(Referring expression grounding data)
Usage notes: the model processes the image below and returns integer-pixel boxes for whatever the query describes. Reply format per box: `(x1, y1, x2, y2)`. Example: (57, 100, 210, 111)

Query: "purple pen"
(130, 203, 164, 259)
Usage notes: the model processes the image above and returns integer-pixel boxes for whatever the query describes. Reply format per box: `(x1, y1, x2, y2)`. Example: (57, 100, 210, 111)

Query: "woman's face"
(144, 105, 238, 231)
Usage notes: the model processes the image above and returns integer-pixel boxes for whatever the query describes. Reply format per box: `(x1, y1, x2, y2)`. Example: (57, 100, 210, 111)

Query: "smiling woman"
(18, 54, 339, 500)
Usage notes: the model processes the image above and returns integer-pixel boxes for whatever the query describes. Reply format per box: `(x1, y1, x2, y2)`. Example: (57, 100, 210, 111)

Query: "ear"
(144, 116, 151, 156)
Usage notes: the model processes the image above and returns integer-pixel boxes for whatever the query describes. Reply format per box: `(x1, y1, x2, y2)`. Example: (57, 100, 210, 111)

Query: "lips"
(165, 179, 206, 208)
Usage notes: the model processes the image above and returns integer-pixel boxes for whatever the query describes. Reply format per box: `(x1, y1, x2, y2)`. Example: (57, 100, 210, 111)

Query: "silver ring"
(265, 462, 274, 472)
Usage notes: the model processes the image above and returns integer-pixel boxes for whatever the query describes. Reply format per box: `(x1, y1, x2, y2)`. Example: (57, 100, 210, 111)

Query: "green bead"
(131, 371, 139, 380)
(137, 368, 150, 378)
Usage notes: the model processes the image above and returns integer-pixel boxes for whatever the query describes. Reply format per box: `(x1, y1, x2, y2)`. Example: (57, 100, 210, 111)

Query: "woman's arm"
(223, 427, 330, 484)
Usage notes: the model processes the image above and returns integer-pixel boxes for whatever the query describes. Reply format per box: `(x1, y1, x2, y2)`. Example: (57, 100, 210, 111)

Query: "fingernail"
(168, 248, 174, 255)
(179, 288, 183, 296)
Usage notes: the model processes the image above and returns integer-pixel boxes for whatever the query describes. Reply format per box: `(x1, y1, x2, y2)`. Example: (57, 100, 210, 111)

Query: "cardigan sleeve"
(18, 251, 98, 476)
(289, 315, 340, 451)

*ABOUT THIS TASK*
Can you give every line above again, exactly as written?

*SOLUTION TO THIS TASK*
Usage notes: the model processes the image below and returns integer-pixel boxes for whatever the query describes. Reply format per box: `(x1, y1, x2, y2)`. Example: (57, 100, 210, 111)

Query: "purple pen"
(130, 203, 164, 259)
Usage notes: the model processes the image above and returns integer-pixel boxes for whatever the query describes. Reply format per box: `(x1, y1, x2, y2)`. Example: (57, 100, 210, 111)

Query: "woman's face"
(144, 105, 238, 231)
Usage notes: the model processes the image above and returns integer-pixel boxes for whatever the query describes. Reply format per box: `(x1, y1, x2, y2)`. Example: (57, 100, 210, 111)

Query: "smiling woman"
(18, 54, 339, 500)
Usage notes: the model processes the image above and returns integer-pixel boxes for whatever the query describes. Reply format per box: `(x1, y1, x2, y2)`. Example: (57, 100, 210, 111)

Query: "ear"
(144, 116, 151, 156)
Usage notes: the model processes the image above and returns integer-pixel boxes for whatever the query describes. Reply format per box: `(x1, y1, x2, y2)`. Example: (57, 100, 210, 111)

Query: "lips"
(165, 179, 206, 208)
Usage notes: the model processes the image above and returns integer-pixel boxes for whatever the query describes. Reply format per box: `(x1, y1, x2, y2)`. Example: (57, 100, 210, 111)

Query: "silver ring"
(265, 462, 274, 472)
Usage notes: the model processes the image above and returns integer-pixel boxes for whatever the query describes. Reply format per box: `(x1, y1, x2, y2)`. Example: (57, 100, 210, 111)

Query: "green bead"
(131, 371, 139, 380)
(137, 368, 150, 378)
Usage notes: the model processes the image above and returns integer-pixel boxes for whatever the query describes. Reply format per box: `(x1, y1, x2, y2)`. Example: (57, 100, 210, 111)

Query: "woman's arm"
(223, 427, 330, 484)
Usage notes: the model processes the image above and returns integer-pixel boxes for whatever the query describes. Reply format per box: `(x1, y1, x2, y2)`. Example: (57, 100, 210, 111)

Query: "fingernail"
(168, 248, 174, 255)
(179, 288, 183, 296)
Usage notes: the model processes the image above and returns integer-pixel boxes for whatever the query describes. Reply format per box: `(x1, y1, x2, y2)`. Example: (57, 100, 210, 111)

Query: "cardigan sleeve"
(18, 251, 98, 476)
(289, 315, 340, 451)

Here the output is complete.